[START GIVEN DATA]
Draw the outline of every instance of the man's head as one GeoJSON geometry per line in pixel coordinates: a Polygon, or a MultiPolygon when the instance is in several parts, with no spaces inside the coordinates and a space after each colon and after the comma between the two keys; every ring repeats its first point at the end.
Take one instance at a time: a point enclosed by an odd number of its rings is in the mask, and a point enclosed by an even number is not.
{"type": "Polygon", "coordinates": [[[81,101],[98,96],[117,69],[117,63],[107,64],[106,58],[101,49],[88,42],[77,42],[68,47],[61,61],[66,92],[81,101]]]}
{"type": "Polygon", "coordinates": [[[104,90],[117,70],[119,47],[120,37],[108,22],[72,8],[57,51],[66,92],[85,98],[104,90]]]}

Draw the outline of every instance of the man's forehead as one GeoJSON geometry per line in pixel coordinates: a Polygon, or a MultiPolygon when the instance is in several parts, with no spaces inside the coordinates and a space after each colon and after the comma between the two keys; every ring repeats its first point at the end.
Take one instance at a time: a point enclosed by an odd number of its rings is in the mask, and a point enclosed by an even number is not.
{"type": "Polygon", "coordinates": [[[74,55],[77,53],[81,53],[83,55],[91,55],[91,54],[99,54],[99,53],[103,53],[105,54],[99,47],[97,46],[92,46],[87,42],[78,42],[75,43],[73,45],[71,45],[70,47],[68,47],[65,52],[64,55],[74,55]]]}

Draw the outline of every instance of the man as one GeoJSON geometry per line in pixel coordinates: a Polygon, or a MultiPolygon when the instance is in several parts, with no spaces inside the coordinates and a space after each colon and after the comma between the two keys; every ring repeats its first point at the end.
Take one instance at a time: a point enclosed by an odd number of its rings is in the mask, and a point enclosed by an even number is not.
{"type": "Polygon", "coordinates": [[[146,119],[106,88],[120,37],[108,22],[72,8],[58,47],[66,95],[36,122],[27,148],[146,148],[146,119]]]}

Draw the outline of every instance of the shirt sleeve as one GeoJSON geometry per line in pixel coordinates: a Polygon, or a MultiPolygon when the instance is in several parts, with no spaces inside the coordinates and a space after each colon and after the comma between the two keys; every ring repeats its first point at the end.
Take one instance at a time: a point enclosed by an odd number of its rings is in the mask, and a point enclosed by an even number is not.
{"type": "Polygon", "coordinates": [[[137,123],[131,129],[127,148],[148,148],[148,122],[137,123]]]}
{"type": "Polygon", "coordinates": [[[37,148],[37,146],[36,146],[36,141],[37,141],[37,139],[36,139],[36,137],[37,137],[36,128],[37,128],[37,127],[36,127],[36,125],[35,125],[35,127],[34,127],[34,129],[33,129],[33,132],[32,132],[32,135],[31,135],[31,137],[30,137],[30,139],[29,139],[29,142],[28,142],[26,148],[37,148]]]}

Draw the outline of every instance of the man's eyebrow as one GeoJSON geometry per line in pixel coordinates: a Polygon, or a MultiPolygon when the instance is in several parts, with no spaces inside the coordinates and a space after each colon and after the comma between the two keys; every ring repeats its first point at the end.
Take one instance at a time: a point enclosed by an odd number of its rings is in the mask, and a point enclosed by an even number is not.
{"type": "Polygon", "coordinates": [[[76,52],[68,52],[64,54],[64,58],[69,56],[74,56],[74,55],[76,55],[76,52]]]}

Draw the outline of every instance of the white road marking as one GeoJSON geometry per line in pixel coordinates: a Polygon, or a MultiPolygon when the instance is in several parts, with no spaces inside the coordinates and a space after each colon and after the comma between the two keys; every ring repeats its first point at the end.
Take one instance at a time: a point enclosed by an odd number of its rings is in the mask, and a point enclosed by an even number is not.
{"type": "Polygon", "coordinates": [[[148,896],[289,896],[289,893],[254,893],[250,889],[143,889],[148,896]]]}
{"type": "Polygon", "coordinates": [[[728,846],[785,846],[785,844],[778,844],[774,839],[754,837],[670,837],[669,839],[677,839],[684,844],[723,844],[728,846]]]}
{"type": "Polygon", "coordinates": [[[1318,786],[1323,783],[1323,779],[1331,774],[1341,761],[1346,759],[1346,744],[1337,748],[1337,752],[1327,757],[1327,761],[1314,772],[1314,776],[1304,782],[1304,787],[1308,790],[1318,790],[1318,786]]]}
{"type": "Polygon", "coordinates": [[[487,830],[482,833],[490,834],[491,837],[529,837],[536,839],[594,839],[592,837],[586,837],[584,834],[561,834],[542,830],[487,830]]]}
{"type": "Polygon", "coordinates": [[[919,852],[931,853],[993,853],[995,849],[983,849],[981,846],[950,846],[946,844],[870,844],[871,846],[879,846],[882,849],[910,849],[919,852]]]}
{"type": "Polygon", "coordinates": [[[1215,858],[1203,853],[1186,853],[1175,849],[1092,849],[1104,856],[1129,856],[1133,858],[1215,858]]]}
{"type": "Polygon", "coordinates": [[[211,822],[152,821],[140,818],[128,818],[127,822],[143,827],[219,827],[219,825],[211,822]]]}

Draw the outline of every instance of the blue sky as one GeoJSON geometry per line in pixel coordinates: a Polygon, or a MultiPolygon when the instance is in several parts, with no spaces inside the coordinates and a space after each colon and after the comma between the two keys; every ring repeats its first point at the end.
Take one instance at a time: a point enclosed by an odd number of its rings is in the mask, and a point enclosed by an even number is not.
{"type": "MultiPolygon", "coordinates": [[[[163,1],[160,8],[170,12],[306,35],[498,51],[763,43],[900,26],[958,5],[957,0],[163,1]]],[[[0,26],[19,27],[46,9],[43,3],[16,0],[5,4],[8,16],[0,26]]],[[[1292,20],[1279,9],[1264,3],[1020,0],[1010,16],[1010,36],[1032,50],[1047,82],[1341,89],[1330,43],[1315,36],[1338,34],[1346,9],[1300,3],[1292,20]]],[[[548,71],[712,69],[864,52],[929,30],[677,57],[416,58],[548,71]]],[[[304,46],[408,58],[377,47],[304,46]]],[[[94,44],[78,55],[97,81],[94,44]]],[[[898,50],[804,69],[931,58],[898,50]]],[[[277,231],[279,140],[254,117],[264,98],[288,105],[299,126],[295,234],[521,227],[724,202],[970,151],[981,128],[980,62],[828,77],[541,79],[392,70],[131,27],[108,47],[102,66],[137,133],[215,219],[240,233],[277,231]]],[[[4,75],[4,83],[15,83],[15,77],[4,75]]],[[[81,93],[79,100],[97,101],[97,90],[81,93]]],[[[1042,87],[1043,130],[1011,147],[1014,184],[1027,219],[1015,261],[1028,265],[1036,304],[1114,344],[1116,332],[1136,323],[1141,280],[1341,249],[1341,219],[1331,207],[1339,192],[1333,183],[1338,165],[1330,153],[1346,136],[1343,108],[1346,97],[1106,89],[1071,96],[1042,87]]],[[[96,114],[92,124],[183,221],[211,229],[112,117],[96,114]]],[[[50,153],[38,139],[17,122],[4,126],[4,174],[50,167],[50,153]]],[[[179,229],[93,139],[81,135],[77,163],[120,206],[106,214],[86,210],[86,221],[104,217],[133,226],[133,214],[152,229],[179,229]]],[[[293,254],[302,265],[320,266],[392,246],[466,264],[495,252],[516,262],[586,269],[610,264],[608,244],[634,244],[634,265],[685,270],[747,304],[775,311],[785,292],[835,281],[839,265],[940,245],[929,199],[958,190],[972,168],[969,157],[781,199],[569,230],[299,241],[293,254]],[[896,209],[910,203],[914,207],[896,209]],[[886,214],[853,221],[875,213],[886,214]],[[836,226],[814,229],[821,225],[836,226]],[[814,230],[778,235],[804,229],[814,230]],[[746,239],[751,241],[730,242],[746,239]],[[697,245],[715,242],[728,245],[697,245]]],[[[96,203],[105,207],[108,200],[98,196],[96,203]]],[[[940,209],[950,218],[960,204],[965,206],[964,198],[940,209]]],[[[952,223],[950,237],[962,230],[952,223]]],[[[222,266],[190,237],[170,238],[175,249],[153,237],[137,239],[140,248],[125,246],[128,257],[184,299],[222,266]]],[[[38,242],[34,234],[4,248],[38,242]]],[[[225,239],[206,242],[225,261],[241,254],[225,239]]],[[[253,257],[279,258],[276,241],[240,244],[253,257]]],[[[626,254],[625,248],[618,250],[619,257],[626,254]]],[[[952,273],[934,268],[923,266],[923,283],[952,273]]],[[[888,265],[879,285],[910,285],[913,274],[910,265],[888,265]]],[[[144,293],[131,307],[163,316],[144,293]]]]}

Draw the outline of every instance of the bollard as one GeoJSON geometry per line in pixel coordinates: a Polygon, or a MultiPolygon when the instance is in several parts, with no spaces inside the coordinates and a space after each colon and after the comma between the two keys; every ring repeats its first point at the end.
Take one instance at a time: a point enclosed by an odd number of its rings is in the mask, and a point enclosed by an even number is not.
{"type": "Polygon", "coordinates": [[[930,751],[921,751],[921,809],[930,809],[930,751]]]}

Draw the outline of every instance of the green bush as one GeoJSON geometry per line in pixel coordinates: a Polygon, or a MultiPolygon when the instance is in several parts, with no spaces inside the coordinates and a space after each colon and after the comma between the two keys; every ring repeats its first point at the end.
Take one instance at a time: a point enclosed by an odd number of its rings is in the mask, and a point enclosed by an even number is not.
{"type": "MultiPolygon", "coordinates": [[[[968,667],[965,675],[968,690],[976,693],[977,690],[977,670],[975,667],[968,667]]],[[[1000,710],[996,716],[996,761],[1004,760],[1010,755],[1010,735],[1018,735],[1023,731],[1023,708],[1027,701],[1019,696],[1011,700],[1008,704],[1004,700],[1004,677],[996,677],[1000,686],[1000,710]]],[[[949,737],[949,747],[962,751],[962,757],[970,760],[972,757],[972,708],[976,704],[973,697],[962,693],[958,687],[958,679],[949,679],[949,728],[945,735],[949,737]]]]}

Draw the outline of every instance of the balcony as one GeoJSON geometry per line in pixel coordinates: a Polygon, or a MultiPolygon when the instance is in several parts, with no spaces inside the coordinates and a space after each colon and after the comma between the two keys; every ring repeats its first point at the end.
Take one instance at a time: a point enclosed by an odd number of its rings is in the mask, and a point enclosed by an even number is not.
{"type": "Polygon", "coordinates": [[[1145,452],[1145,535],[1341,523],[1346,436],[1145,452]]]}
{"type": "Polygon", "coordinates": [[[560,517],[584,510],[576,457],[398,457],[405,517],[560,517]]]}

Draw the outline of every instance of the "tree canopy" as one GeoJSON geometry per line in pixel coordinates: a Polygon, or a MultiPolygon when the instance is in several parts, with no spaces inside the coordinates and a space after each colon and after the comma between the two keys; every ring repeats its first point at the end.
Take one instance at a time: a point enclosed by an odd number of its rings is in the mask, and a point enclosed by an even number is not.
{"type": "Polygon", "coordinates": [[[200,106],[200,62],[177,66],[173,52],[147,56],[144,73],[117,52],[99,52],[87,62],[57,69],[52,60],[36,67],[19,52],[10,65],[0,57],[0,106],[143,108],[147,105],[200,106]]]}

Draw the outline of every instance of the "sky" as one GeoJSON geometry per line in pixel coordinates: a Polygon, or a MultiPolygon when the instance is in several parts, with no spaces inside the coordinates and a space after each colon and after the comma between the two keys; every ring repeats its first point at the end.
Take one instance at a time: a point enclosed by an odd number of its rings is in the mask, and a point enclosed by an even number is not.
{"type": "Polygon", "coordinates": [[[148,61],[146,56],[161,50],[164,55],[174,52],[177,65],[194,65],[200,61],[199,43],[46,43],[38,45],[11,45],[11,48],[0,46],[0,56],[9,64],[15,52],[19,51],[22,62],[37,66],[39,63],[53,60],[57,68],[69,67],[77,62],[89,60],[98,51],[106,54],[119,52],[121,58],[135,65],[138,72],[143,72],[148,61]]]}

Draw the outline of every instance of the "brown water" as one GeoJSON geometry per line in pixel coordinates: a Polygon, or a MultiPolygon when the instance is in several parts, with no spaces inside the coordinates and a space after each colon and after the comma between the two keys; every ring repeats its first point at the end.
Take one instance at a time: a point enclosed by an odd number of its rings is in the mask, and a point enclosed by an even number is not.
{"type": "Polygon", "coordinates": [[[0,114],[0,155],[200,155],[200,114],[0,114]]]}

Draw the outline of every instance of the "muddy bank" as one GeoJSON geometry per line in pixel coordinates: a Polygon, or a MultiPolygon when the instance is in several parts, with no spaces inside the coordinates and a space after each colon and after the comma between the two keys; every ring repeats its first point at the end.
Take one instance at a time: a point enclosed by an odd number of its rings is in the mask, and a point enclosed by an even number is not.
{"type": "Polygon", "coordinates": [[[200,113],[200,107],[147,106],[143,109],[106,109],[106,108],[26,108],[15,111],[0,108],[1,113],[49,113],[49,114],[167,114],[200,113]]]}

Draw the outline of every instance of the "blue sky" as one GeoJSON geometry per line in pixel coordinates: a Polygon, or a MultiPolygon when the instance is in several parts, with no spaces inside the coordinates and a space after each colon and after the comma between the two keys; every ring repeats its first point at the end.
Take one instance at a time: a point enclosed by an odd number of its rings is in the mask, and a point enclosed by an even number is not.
[END GIVEN DATA]
* [PROBLEM TO SOLVE] Find every line in the listing that contains the word "blue", and copy each of those lines.

* [SOLVED PROBLEM]
Draw the outline of every instance of the blue sky as one GeoJSON geometry per line in pixel coordinates: a Polygon, or a MultiPolygon when the instance is in several parts, with no spaces inside the coordinates and a space after each colon and after the comma between the two keys; every ring repeats its first point at the end.
Draw the outline of every instance of the "blue sky" as one GeoJSON geometry per line in pixel coordinates: a Polygon, or a MultiPolygon when the instance is in several parts, with no spaces inside the coordinates and a space after each colon and after the comma between the two keys; every ring repeats its first point at the end.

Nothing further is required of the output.